## YOUR INSTRUCTIONS
Return all lines of the records that contain the word "holding".

= = =

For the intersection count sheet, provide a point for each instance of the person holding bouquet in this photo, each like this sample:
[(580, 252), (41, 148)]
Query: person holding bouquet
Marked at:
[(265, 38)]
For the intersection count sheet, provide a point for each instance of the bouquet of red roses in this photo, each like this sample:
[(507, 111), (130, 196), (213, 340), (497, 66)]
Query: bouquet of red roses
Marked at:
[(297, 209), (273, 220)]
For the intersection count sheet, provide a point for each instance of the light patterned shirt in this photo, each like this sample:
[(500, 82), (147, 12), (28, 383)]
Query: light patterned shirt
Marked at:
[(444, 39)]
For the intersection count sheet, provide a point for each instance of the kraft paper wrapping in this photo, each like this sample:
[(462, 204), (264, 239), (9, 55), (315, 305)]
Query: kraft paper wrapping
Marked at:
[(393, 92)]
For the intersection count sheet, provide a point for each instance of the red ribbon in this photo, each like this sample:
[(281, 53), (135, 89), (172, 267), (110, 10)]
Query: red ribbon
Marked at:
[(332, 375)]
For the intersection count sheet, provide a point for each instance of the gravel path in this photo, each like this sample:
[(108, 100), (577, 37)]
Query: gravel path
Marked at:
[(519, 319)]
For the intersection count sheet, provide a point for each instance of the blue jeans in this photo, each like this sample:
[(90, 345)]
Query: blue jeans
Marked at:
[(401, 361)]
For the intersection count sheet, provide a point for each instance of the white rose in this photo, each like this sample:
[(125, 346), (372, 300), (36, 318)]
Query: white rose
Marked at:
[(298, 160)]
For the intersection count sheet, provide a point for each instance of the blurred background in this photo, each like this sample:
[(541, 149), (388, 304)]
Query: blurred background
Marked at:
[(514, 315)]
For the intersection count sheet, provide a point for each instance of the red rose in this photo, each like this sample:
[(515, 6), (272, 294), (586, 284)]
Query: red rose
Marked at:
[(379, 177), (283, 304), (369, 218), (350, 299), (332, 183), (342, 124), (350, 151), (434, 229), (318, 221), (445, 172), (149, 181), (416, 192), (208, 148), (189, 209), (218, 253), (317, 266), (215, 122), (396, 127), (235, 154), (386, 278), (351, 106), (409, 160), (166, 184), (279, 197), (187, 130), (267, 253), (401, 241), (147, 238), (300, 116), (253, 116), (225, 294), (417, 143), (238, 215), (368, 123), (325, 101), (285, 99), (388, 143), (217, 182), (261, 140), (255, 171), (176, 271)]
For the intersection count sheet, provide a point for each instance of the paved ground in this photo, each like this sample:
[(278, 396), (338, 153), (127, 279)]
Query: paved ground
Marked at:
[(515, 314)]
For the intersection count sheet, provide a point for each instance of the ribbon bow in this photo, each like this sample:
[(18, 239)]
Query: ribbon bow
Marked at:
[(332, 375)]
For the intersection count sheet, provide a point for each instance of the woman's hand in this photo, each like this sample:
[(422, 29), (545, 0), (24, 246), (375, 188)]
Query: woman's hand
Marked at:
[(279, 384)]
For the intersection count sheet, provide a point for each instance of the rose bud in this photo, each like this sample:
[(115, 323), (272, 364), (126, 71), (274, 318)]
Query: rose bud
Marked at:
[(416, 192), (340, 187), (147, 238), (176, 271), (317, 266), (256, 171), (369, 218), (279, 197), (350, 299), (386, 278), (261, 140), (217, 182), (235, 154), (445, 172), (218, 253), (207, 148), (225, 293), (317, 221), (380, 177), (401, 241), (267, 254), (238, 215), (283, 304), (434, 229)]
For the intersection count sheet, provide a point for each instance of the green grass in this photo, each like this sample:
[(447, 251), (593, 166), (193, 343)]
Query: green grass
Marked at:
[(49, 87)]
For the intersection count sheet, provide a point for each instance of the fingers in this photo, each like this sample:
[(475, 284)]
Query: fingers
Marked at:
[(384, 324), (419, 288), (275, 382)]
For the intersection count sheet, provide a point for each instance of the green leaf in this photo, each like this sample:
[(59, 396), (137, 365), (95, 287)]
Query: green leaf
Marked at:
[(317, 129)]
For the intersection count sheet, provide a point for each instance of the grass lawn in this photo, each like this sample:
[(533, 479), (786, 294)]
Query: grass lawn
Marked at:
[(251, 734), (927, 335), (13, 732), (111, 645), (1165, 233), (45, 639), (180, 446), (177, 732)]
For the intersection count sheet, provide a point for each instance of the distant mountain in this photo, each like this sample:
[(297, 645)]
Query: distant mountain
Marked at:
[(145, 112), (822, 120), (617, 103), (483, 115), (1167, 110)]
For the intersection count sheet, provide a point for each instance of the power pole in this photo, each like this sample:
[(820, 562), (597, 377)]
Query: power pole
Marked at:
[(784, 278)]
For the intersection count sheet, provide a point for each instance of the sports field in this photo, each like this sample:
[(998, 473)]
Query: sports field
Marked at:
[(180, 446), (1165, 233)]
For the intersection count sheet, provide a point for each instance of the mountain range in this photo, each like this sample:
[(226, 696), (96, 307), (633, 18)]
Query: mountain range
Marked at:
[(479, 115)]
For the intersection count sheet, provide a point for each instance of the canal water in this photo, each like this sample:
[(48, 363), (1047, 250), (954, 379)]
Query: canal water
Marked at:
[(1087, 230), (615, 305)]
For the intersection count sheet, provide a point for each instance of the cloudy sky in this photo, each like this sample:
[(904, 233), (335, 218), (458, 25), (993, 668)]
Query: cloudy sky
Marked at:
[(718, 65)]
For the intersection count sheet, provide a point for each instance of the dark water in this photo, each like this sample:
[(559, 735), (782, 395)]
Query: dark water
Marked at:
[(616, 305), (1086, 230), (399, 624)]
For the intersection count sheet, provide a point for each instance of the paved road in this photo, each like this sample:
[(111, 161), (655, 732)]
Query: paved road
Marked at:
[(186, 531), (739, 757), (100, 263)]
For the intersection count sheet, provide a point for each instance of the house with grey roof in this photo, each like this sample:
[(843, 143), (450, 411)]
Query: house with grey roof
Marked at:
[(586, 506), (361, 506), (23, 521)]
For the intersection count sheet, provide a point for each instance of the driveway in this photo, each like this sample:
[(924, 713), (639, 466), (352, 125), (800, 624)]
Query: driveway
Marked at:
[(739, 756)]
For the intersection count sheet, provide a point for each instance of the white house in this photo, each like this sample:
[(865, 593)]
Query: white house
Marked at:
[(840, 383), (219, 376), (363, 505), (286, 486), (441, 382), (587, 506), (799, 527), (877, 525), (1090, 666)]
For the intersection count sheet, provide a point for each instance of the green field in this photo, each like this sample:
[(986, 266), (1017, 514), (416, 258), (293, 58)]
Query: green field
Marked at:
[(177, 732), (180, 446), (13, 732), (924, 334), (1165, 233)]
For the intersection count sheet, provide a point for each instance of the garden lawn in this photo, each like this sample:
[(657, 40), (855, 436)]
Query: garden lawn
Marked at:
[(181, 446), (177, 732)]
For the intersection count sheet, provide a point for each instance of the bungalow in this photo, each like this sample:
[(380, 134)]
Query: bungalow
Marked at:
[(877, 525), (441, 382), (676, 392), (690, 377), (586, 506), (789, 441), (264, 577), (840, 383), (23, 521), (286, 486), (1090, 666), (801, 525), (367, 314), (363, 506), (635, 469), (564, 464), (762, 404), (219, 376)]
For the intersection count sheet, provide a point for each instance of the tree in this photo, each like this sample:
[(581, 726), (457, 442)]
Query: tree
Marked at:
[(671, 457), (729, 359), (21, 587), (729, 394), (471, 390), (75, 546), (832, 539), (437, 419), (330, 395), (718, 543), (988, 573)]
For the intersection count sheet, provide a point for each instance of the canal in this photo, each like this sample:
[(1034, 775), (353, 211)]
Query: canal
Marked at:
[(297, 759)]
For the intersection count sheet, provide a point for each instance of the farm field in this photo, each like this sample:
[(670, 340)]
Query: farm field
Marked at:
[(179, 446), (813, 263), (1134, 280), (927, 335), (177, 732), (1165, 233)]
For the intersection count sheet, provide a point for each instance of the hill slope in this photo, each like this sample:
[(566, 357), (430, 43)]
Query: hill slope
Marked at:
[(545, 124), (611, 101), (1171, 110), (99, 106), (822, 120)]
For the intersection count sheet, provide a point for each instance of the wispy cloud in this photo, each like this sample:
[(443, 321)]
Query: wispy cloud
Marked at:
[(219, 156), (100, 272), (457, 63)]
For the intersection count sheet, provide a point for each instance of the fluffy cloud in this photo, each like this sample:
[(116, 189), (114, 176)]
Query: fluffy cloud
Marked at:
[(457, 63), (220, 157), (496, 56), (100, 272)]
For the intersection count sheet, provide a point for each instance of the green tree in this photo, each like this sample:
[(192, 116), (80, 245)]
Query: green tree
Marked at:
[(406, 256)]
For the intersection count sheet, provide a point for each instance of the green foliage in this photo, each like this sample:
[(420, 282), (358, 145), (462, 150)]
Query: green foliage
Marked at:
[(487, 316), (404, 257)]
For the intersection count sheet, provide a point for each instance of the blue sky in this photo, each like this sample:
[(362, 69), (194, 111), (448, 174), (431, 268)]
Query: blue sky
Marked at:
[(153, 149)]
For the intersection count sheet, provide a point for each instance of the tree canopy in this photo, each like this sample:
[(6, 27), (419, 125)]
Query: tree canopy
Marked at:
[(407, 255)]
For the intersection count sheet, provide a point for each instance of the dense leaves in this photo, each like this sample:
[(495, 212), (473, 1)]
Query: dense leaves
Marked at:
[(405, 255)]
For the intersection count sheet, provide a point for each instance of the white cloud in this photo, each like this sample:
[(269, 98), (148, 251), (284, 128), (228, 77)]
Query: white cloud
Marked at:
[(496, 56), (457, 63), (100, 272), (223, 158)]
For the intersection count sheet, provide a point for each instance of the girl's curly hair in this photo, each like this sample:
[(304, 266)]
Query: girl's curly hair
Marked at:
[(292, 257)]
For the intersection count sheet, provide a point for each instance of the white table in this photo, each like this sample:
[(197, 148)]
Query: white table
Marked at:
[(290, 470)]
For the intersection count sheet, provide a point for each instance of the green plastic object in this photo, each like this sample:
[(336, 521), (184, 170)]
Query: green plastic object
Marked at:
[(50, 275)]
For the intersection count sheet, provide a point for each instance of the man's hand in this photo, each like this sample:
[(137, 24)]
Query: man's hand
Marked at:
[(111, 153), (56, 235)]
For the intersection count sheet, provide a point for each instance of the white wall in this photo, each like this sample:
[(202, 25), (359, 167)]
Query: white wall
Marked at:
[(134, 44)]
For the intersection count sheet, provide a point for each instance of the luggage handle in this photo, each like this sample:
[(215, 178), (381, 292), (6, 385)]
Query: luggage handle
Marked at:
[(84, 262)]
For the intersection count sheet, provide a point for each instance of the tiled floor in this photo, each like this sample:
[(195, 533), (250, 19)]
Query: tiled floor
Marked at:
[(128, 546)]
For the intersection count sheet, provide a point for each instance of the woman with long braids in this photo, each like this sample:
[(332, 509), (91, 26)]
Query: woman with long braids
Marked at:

= = =

## EXERCISE SOLUTION
For the intersection count sheet, provide a point for each instance of the person holding bouquet in this photo, each like this sample:
Query: person holding bouquet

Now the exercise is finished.